Scale the material from the line containing "neck, placing one marker per instance" through the end of the material, both included: give every line again, requests too, with each answer coordinate multiplied by 0.95 and rounded to a whole number, halves up. Leave the numbers in the requests and in their sample pairs unchanged.

═══ Input for this task

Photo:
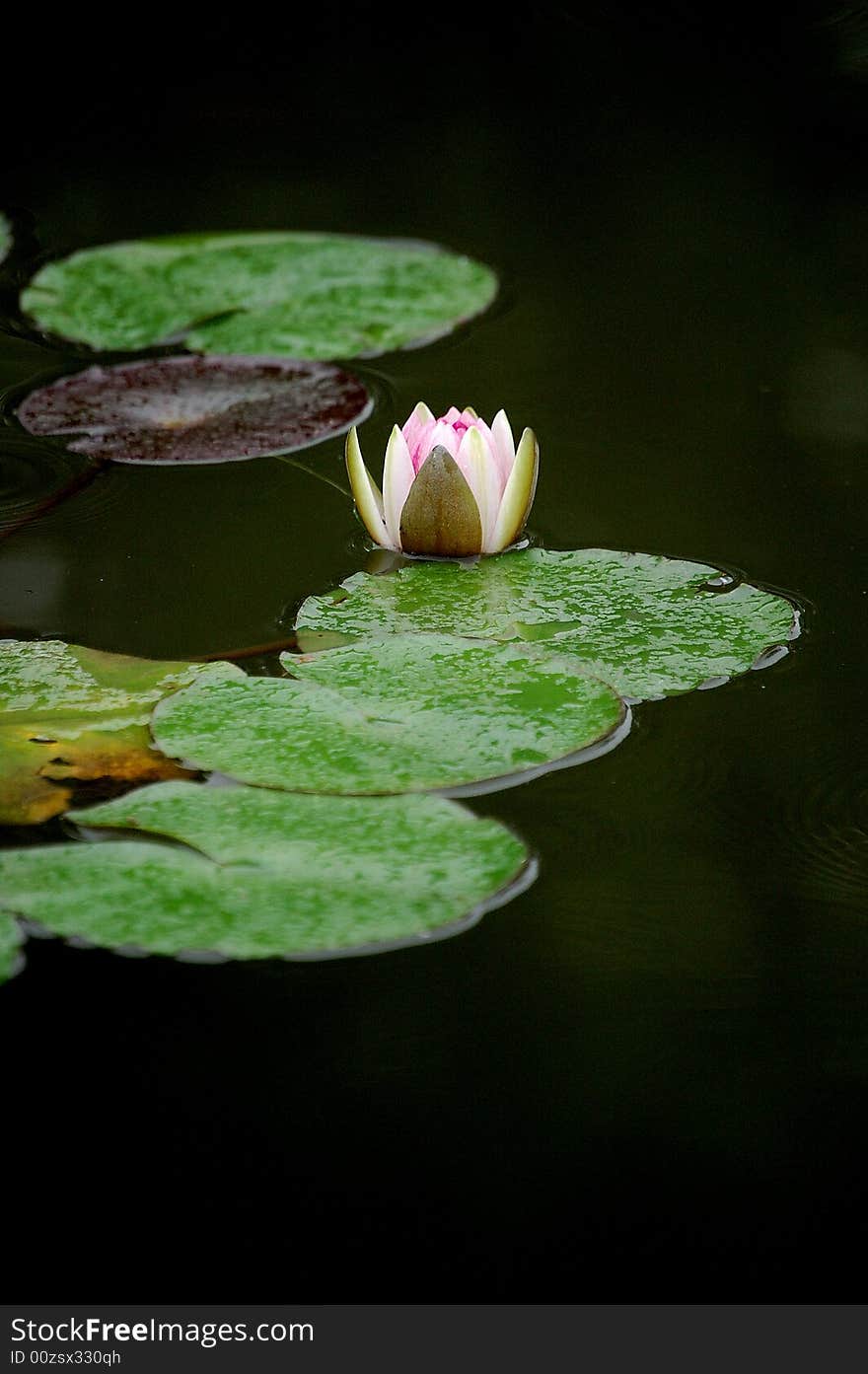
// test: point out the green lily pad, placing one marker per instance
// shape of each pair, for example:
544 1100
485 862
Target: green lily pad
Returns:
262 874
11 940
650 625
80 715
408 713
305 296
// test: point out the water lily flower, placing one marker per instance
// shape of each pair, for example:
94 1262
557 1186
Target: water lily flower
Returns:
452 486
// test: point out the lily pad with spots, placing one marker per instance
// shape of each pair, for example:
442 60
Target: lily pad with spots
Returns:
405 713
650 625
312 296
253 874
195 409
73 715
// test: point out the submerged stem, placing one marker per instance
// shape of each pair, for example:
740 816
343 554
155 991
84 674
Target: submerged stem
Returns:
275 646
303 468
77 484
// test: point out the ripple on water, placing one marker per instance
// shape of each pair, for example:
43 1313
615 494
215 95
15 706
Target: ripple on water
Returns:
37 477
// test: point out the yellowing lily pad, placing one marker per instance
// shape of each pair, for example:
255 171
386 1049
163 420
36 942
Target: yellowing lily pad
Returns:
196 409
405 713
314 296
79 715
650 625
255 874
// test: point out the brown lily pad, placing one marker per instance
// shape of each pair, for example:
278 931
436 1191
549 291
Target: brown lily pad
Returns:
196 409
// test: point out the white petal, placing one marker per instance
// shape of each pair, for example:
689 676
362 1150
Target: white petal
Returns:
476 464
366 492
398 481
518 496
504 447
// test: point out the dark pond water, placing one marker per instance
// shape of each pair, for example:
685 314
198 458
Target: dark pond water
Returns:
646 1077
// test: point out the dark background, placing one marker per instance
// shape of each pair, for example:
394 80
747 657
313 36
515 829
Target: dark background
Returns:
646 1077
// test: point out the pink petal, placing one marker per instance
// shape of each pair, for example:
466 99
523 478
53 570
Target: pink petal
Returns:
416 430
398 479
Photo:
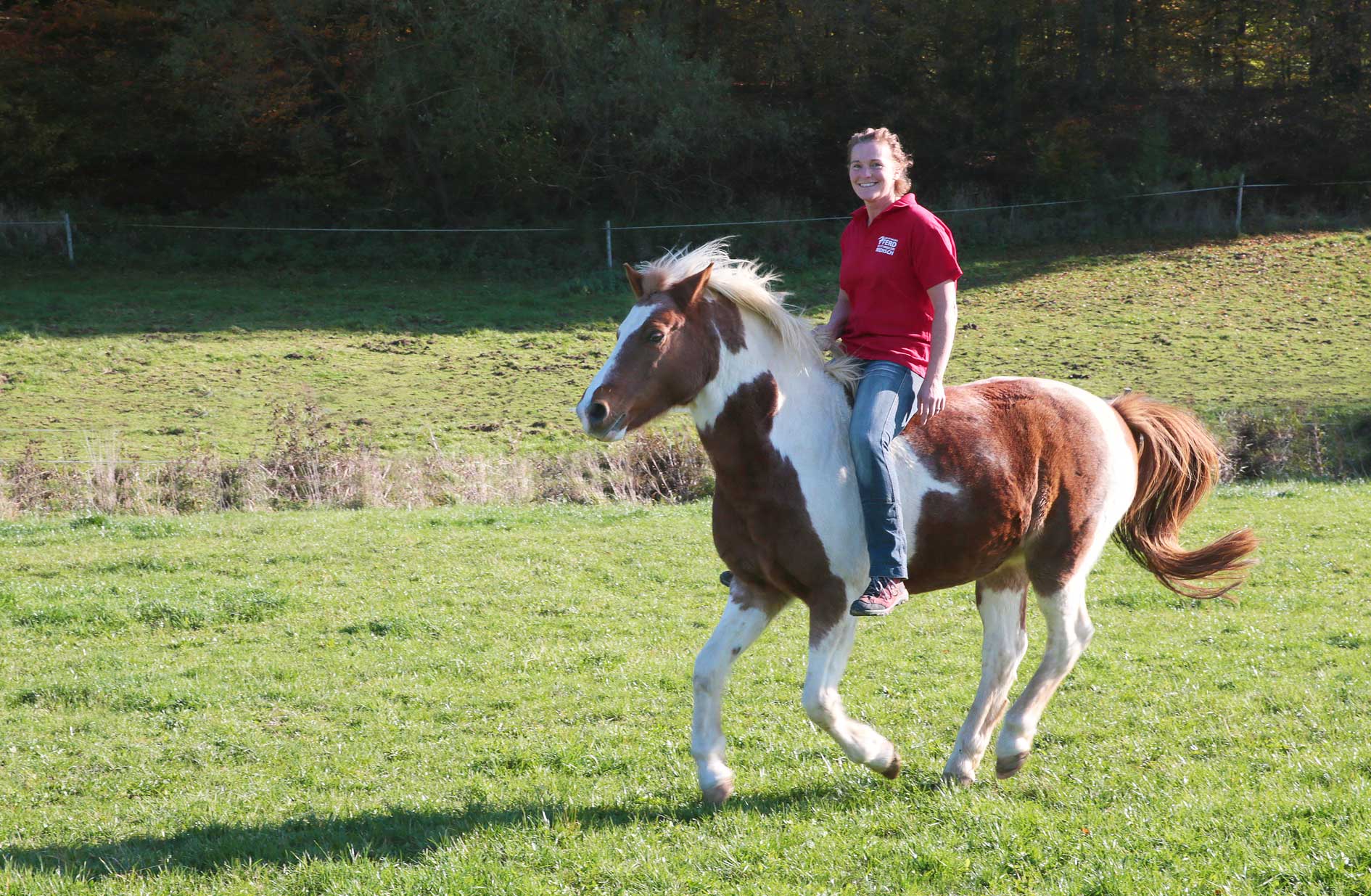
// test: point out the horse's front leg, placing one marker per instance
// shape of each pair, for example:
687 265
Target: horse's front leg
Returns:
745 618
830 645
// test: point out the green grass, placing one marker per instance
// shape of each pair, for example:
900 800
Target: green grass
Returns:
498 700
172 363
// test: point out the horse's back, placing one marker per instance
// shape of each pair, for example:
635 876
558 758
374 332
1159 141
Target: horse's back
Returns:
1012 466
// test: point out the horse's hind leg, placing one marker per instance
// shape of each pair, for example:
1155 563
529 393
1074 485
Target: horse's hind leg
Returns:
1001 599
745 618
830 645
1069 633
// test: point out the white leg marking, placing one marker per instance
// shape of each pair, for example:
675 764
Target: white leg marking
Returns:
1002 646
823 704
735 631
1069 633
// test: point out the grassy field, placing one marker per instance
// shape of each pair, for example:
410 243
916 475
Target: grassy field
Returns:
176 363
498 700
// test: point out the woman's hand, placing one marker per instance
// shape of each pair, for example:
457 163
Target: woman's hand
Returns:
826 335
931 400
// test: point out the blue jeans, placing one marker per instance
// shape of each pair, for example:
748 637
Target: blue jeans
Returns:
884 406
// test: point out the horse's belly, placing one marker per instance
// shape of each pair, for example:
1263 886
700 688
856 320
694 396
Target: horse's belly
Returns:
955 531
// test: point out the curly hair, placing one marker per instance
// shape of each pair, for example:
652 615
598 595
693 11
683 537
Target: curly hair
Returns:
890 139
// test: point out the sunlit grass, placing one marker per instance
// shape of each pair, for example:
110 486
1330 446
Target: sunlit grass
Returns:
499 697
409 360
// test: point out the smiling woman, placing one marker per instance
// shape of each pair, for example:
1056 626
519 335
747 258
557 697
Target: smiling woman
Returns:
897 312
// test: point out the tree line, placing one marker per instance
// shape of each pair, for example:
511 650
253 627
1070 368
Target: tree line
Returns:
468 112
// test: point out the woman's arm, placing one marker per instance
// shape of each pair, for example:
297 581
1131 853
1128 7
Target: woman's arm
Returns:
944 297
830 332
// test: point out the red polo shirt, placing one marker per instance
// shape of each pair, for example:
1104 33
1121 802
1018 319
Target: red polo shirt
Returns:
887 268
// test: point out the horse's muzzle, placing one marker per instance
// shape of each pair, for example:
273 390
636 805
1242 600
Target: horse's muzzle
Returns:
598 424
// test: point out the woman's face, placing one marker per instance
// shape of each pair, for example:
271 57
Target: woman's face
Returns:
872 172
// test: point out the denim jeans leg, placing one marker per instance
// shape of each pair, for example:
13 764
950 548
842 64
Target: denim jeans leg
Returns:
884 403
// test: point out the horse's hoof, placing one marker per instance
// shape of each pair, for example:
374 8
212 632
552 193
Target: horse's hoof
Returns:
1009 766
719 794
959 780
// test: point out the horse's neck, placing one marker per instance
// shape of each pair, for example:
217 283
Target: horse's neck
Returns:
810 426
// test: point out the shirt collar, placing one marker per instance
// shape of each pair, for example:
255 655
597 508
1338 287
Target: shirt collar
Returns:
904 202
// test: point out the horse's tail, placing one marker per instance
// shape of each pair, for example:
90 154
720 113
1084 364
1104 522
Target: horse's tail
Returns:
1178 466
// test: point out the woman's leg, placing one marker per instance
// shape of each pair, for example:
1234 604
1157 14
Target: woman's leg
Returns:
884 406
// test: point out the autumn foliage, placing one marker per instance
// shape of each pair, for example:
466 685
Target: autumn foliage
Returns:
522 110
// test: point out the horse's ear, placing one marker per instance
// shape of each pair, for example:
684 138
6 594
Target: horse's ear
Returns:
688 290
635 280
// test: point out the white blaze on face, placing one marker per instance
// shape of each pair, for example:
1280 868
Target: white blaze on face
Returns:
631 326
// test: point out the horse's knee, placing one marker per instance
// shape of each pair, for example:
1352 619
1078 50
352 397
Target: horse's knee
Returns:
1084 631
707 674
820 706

══════

Task result >>
// test: point out the horse's neck, placing one marker per instance
// shape of each pair, for example:
217 283
Target: horse's neck
Returns:
770 405
// test: point out the shirt collar, placing one marker per instance
// shape of each pair, for example:
255 655
597 508
1338 287
Target: shirt collar
Returns:
859 192
// test: point out the horse's tail, placing one marker per instance
// shape of each pair, for example:
90 154
720 113
1084 364
1104 522
Target: horse's tail
Returns:
1119 443
// test: point out the woman's leg, placing one marker per instance
// shape of each pair, for example:
1234 604
1157 14
Target: woman's leg
Returns:
840 386
// test: point out the autumn foliage, placing one marker per instance
// shape of each pair, for example:
466 685
Target: autumn foliage
Returns:
496 105
// test: point out the horse's ear, placing one marker per instance
// shape of each pair, for example:
684 138
6 594
Target: horse's ear
Returns:
654 276
603 266
// test: point out the white blaze on face, placing one marker per instance
// shape of each pair, for example:
1280 868
Target: white blaze on face
Returns:
599 310
// test: point out the horse's knee, placing one marker per instance
// shape of each pair, for example:
1352 619
1078 50
352 397
Target: horse's knee
Returns:
1030 599
672 640
779 671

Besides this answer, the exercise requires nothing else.